2024.10.30
ベトナムで心躍るものを見つける旅【ハノイ編】
by Kana Sato vol.8
ブランディングディレクター、コンサルタントとして活躍する佐藤香菜さん。世界各国を旅して見つけた“本当にいいモノ”を見極める審美眼を持ち、SNSで発信する丁寧な暮らしが同世代から熱い支持を集めています。そんな佐藤さんが、普段愛用しているコスメやいま気になっているモノ、旅先でのエピソードなど、美容からライフスタイルまで赤裸々に語ってくれる本連載。
第八回は、「ベトナムで心躍るものを見つける旅【ハノイ編】」についてお話いただきました。
旅欲はある日突然やってくる
今回は4泊で行ったベトナム旅の様子を前編・後編に分けてお届けします。
10月1日出発、ベトナム航空で降り立ったのはハノイ。午後の早い時間に到着する便で向かったので、到着してすぐにホテルに向かい荷物を置いたら、すぐに街中を散策する時間を作ることができました。
今回宿泊したのは【La Belle Maison】ハノイ中心部のホアンキエム湖の上部に面したプチホテルです。コンビニエンスストアのサークルKに入り、レジの横にある階段を登っていくと、そこに秘密の扉が出現! ここをあがるとホテルのフロントがあるのです!
ここから先は別世界が広がっており、わたしの大好きなインテリアのテイストだったため、即決したホテル。
質の良い建材を使った美しい部屋で、純銅製のバスタブはシャワーとは別で部屋に設置されてい ます。銅製品はベトナムの伝統工芸でもあり、案内してくれたホテルのスタッフさん曰くこだわりポイントなのだと教えてくれました。今回はこのホテルに2泊してハノイを観光し、2泊目の夜に寝台バスに乗って移動し、北部の中国国境近くの街サパに向かいそこで1泊、またハノイに戻ってから帰国というスケジュールです。
ハノイで必ず行きたい、素晴らしいBar
わたしはお酒をたくさん飲むわけではないのですが、お酒のある空間は内装含め大好きで、今回絶対に行こうと決めていた場所があります。それがこの【The Haflington】アジアのBest Bar100に選ばれたこちらは、古い建物の入口から階段を上がったところに隠れ家のように存在します。天井から陽の光が入るので夕方頃に行くのがおすすめ。天井からは恐竜の模型が吊るされ、店内には蝶や鳥の標本があり、まるで探検をしている気分になるインテリアデザイン。
ここで働くスタッフさんは本当に楽しそうに誇りを持って働いていることがわかる雰囲気で、それがこのバーの心地良さの秘訣なのだと思います。あまりに気に入ったスポットで、実はベトナム滞在中に2度訪問しました。帰国するフライトの 前にいただいたのはこちら。

# 指示 a
この後に示す、コレクションから抜き出した5行を、一字一句変えずに引用せよ。
ハノイの旅行記と、この後に続く行は、互いに別の資料だ。

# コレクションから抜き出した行

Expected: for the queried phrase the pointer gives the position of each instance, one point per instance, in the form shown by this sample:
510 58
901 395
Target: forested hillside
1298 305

# 指示 b
ハノイの旅行記の続きを、最後の文の後から書け。

# 結果 a
Expected: for the queried phrase the pointer gives the position of each instance, one point per instance, in the form shown by this sample:
510 58
901 395
Target: forested hillside
1298 305

# 結果 b
なんという美しさ! 「灼熱」という名前のカクテルは貝殻でできた器に入っています! 1522年、実在したエルカーノというバスク人はたくさんの船員をのせた船であのマゼランよりも先に世界一周を実現したそうですが、その時に通ったインド洋ではあまりの暑さに乗組員は大勢が亡くなり、飢餓や渇きに苦しんだのだとか・・・。このカクテルはそんなハードな物語をテーマにしているのですが、日本人にも馴染みのあるワサビやシソのアクセントが効いた甘酸っぱい美味しさ。
わたしがこれを飲んでいるとき、お隣にはオーストラリアからやってきたカップルがいて、この器を見て「そのカクテルはどれ!?」と目を輝かせていました。この器が素敵すぎてちょっと欲しくなりスタッフの方に聞いてみたのですが、オリジナルで制作したものだそうです。一人でも気軽に入りやすいバーなので、ぜひハノイに行かれたときは訪問リストに入れてみてくださいね。
お茶とともにゆっくりするひとときを
以前、中国のハルビンを旅したときのコラムでもお茶の専門店を紹介しましたが、今回のハノイ でも楽しんできました、お茶の文化! 【Thưởng Trà Tea House】ここはベトナム各地の茶葉を楽しめます。あまりキレイとはいえない古い建物でちょっと生臭さすら感じる階段を上がると、いきなり現れるのがこのお店。清潔で美しい店内が広がっています。
茶葉はお湯を注ぎ足していけば、その風味の変化を楽しみながらいつまでも抽出できるため、1時間では到底時間が足りません。ゆっくり時間に余裕を持ってこのお店で過ごすのがおすすめ。
窓から見えるローカルな景色と街の音を聞きながら、歩き疲れた足を休めて次の行き先を考えたり、親しい人とおしゃべりしたり、居心地の良さそのものを楽しみたい場所です。
ハノイでのお買い物
ハノイでの滞在ですが以前よりは物価が上がっているとは言え、ベトナムはまだまだ飲食代はリーズナブル! 普段ヨーロッパ旅が多かったわたしとしては、ベトナムではクレジットカードを頻繁に使っていても「あ、まだこれしか使ってない♪」という安心感があったのでした(笑)
ハノイにもお買い物スポットはあるものの、そこまで欲しいと思うものは多くなく、これはお金使わないで済むな~と安心(?)していた矢先、入り口をみた瞬間ビビッときて入ったこのお店で見つけてしまったのです・・・素敵な品々を!
【Silky Vietnam】その名前の通り、ベトナム国内で生産されているシルクを用いた衣類を扱っています。エシカルな製法や製造過程にこだわっており、染色をする際の染料も環境負荷がない天然のものを使用。よって色合いが優しく、純白はもちろんベージュや優しいピンク系など、光沢の美しさが引き立つものばかり。
わたしが一目惚れして購入したのはこちらのスカーフ。大判で首元にたっぷりボリュームを出せるサイズのシルク生地に手描きの紫陽花が。日本円にして16,000円ほどなので現地では高級品ですが、これが日本ならばもっと高価なはずで、価値あるお買い物となりました。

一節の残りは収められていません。